TO DO – Please decide whether each statement agrees with the wireless communications article below, answering yes or no and quoting the deciding words from the article. (a) Marines use a flag communications code. (b) Mobile phones have stayed a simple replacement for a landline phone. (c) ICs for wireless applications are evolving into Systems-on-a-Chip.

By: Will Ruby - EDAVision Magazine, March 2002

Smoke Signals

Wireless communications have a long history - long before Alexander Graham Bell, human beings communicated without wires. Hand signals have been used from the time of prehistoric hunts to modern combat, marines use a flag communications code, and Native Americans have used smoke signals. Today, wireless communications are at the forefront of technology. Mobile phones have evolved from a simple take-everywhere replacement for a landline phone to a full-featured communications platform with e-mail, text messaging, Web browsing capabilities, and more. Personal digital assistants (PDA's) with built-in wireless links are indispensable for modern corporate 'road warriors'. People are talking about installing wireless home networks over a casual lunch with co-workers and friends.

The evolution of mobile wireless communications from phone replacements to communications platforms carries an enormous impact on the design of integrated circuits (ICs) for these applications. Putting more functionality in the same (or, in many cases, smaller) form factor requires integration of many functional components on the same IC. Digital-signal-processing (DSP) cores, general-purpose processors, large amounts of memory, baseband analog, and now even radio-frequency (RF) circuits are placed on the same silicon - ICs for wireless applications are evolving into Systems-on-a-Chip (SoCs).

PROVIDED RECORDS –
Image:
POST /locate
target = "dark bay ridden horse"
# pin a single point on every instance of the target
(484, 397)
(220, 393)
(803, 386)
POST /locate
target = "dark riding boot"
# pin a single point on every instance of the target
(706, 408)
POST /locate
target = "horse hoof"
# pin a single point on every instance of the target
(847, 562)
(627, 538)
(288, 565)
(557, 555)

---

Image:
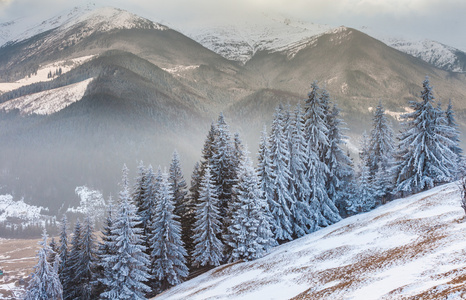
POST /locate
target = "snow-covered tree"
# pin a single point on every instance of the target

EXERCISE SOLUTION –
(a) Yes: "marines use a flag communications code"
(b) No: "Mobile phones have evolved from a simple take-everywhere replacement for a landline phone to a full-featured communications platform"
(c) Yes: "ICs for wireless applications are evolving into Systems-on-a-Chip (SoCs)"